- TASK TO COMPLETE -
Please repeat each of the following lines word for word, keeping them in the same order.

- ENTRIES PROVIDED -
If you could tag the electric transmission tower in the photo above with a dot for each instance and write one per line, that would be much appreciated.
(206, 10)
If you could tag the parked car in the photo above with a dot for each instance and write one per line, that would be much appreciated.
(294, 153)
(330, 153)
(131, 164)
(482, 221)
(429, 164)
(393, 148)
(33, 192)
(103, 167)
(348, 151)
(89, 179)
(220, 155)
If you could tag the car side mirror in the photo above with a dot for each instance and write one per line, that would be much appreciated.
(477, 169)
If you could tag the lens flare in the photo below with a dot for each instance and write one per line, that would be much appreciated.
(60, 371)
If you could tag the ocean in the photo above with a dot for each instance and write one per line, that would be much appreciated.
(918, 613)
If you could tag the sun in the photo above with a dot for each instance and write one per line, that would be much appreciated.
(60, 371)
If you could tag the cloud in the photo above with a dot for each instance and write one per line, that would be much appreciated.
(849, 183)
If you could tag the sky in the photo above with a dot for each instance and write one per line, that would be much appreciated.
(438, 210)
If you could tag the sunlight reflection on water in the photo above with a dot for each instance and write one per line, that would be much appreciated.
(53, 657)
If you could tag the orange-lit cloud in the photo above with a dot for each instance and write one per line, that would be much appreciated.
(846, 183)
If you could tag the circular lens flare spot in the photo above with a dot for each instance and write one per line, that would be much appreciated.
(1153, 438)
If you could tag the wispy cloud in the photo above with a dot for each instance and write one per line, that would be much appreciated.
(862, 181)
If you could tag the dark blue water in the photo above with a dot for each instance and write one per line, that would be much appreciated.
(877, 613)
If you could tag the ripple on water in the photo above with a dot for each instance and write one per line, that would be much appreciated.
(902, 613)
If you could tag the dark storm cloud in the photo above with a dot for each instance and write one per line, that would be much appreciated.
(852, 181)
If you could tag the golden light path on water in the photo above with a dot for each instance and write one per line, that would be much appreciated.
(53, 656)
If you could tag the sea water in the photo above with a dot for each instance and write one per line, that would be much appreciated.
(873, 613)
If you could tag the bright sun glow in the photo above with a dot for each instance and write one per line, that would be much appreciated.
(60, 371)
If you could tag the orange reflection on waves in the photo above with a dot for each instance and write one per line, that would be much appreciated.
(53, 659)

- FINAL ANSWER -
If you could tag the electric transmission tower in the photo above with a dot for each instance and write one per line, that would be much appreciated.
(206, 10)
If you could tag the parked car in the photo above with a dot for each instance and write one per line, that would be much appreciated.
(294, 153)
(330, 153)
(131, 164)
(482, 221)
(429, 164)
(393, 148)
(33, 192)
(103, 167)
(348, 151)
(89, 179)
(220, 155)
If you could tag the car side mirror in the photo above with a dot for each instance and write one per line, that would be much appreciated.
(477, 169)
If you could tag the lens flare in the photo below with a dot for each instance and write one per line, that would be much appreciated.
(60, 371)
If you could tag the ocean in the photo above with a dot for each instance and write one per line, that would be much appreciated.
(918, 613)
If you could tag the sun in the photo above with a dot for each instance and write one per line, that would be much appreciated.
(60, 371)
If you could tag the cloud in the photo above with a dot for each instance and write one per line, that would be much appreciated.
(849, 183)
If you could tag the sky in the photo above with a dot for each instance and write one per line, that would be much appreciated.
(438, 210)
If you could tag the sunlight reflection on water in the photo above with a dot for each instance and write one per line, that would be much appreciated.
(53, 657)
If you could tag the orange-lit cloud in the photo above with a dot for each instance and write one per line, that would be much appreciated.
(846, 183)
If you could tag the circular lens flare spot in the photo above with a dot for each instance and write one per line, that would be much appreciated.
(1153, 438)
If you could tag the wispy cloud in the photo above with a dot for each instance and write one per line, that would be much appreciated.
(862, 181)
If you could tag the dark blue water in the photo above with a dot for each instance and write one per line, that would be much appreciated.
(877, 613)
If you could tag the ripple on water in the photo above with a dot for each instance and write one per line, that would be much appreciated.
(902, 613)
If you could tag the dark storm cloud in the photo above with a dot for each instance and write one per line, that would be much appreciated.
(852, 181)
If you could tag the golden light path on water in the photo above with a dot for each instance and write one per line, that would be much appreciated.
(53, 656)
If you could tag the sea water in the photo above with a dot for each instance and write one per line, that would be much appreciated.
(873, 613)
If you could tag the bright sun glow in the photo above with a dot for each instance and write one per line, that would be much appreciated.
(60, 371)
If you could tag the orange reflection on waves in the photo above with a dot for each instance and write one per line, that would be much appreciated.
(53, 659)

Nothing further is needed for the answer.